### Problems and tasks
**A.** Reproduce the passage of the covered calls article starting at "But there's one" and ending at "willing to sell.".
**B.** According to the covered calls article, what is the effective sell price per share if the Walter Energy shares are called away at $135?

### Text block
◆ ◆ ◆

Earn Higher Returns on These 5 Stocks

Making money in the stock market typically involves "buying low and selling high."

That means buying stocks you think are undervalued, with the expectation that they'll rise. Of course, the higher you set your desired sell price, the greater your potential profits ... but the higher your risk that you won't earn those profits.

But there's one strategy that can enable you to "buy low and sell higher" without taking on extra risk.

Here's how it works
Suppose you own 100 shares of met coal giant Walter Energy (NYSE: WLT  ) . It's a relatively stable company, so you don't expect it to collapse overnight. You wouldn't sell at current prices, but you don't exactly expect shares to be a quick double or triple. However, if Walter rose from its recent price of $124 per share to $135, you'd consider the stock fairly valued, and you'd be willing to sell.

You can use an options strategy known as writing covered calls to increase your effective sell price. When you write a call, an investor pays you money up front for the right to purchase your shares by a certain date at a certain price. In this case, you could receive $8.15 per share for the promise to sell Walter, should it reach $135 by June 17, 2011.

Let's say Walter rises above $135 by June 17. Your shares would be "called away" from you at your target sell price of $135. But because of your $8.15 calls, your effective sell price was $143.15, an additional 7% income on your $124 investment -- earned in under four months.

Should June 17 roll around without Walter cracking $135, you get to keep your shares, keep the 7% you earned on your calls, and, if you'd like, write new calls.

The downside
Writing covered calls allows you to earn higher returns without having to take on extra risk. Of course, it's still possible your stock could fall in value, but if you write covered calls on stocks you're comfortable owning anyway, that's a risk you were already taking, and the call premium will help to cushion your downside.

◆ ◆ ◆

### Dataset content
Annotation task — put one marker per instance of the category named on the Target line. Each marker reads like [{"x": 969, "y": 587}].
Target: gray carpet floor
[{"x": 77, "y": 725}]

◆ ◆ ◆

### Task results
**A.**
But there's one strategy that can enable you to "buy low and sell higher" without taking on extra risk.

Here's how it works
Suppose you own 100 shares of met coal giant Walter Energy (NYSE: WLT  ) . It's a relatively stable company, so you don't expect it to collapse overnight. You wouldn't sell at current prices, but you don't exactly expect shares to be a quick double or triple. However, if Walter rose from its recent price of $124 per share to $135, you'd consider the stock fairly valued, and you'd be willing to sell.

**B.** $143.15 per share.